__SOURCE EXTRACT__.
%%

Understanding the malaria vector: our entomological work in Burkina Faso
Malaria-transmitting mosquitoes are amongst the deadliest animals in the world, responsible for more than 400,000 deaths from the disease in 2019 alone. At Target Malaria Burkina Faso – where I work as Field Entomology coordinator – we collect information on the sibling species of Anopheles gambiae, one of the main malaria vectors on the African continent. Our entomological work allows us to understand where these mosquitoes live and breed, how far they travel and where they bite people, and helps inform the project’s development of an innovative tool to reduce malaria transmission.
Our research involves several activities which are based on collecting mosquitoes in their natural habitat in different local sites (Bana, Souroukoudinga and the surrounding villages). We use a number of collection methods, the main ones being indoor spray catches, swarm collections, collection using traps and larval collection. Collecting samples allows us to conduct analyses and gain information on the seasonal abundance, spatial distribution, and population dynamics of the mosquitoes.

%%

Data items
%%

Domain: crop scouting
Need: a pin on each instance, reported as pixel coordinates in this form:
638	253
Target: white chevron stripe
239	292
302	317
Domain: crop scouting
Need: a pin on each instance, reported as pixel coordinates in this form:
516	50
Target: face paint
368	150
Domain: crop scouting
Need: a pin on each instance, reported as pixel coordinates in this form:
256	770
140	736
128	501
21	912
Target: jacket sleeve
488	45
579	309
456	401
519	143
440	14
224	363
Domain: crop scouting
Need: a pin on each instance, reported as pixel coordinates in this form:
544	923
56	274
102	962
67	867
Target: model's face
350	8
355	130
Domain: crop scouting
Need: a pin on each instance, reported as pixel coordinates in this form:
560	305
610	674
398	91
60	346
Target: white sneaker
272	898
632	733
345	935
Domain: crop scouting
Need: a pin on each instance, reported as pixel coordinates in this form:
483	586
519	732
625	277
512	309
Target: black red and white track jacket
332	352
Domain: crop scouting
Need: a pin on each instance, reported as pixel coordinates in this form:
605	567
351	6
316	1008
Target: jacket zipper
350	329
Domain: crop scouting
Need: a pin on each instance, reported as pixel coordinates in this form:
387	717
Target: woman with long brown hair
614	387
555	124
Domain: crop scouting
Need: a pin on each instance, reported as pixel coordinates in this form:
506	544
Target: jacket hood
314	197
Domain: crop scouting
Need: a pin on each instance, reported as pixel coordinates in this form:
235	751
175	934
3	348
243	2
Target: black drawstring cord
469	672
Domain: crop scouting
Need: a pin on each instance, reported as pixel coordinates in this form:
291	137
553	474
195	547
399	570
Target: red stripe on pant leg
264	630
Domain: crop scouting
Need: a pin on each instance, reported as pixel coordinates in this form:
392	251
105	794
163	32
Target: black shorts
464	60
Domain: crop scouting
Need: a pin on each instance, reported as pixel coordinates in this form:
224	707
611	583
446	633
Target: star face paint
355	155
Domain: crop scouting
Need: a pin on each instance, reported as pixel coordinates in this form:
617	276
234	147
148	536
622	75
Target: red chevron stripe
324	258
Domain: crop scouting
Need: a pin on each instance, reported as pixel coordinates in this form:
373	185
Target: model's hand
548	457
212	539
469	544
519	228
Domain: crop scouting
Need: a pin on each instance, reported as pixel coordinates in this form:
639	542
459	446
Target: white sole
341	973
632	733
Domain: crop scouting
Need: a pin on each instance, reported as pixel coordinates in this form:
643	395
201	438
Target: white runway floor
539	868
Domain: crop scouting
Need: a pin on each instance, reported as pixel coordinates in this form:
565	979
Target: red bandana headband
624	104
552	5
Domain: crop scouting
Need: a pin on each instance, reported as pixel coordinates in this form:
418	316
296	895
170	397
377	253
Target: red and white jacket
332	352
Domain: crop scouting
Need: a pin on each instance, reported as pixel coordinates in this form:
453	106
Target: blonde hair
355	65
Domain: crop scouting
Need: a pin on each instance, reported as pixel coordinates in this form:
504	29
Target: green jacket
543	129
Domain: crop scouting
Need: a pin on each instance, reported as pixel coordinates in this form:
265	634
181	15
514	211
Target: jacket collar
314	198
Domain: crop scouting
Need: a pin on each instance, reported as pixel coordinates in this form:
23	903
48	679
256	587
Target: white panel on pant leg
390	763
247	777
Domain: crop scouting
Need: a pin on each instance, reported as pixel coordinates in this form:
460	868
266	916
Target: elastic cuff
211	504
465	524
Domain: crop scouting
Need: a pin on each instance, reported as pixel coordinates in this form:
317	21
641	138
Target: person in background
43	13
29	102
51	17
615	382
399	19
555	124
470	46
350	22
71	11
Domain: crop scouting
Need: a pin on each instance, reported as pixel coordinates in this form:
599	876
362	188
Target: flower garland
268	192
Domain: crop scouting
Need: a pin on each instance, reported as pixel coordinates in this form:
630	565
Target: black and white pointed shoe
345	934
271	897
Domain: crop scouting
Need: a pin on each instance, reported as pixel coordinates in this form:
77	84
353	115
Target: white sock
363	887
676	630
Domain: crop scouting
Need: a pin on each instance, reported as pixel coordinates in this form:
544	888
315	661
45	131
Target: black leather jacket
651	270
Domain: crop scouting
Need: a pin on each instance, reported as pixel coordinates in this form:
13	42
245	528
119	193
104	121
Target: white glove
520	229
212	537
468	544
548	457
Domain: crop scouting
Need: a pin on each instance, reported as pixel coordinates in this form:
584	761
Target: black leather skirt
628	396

%%

__YOUR INSTRUCTIONS__. Retype the part of the Burkina Faso mosquito research text starting at "Understanding the malaria" and ending at "reduce malaria transmission.". None of the rows above matter here.

__FINISHED TASK__.
Understanding the malaria vector: our entomological work in Burkina Faso
Malaria-transmitting mosquitoes are amongst the deadliest animals in the world, responsible for more than 400,000 deaths from the disease in 2019 alone. At Target Malaria Burkina Faso – where I work as Field Entomology coordinator – we collect information on the sibling species of Anopheles gambiae, one of the main malaria vectors on the African continent. Our entomological work allows us to understand where these mosquitoes live and breed, how far they travel and where they bite people, and helps inform the project’s development of an innovative tool to reduce malaria transmission.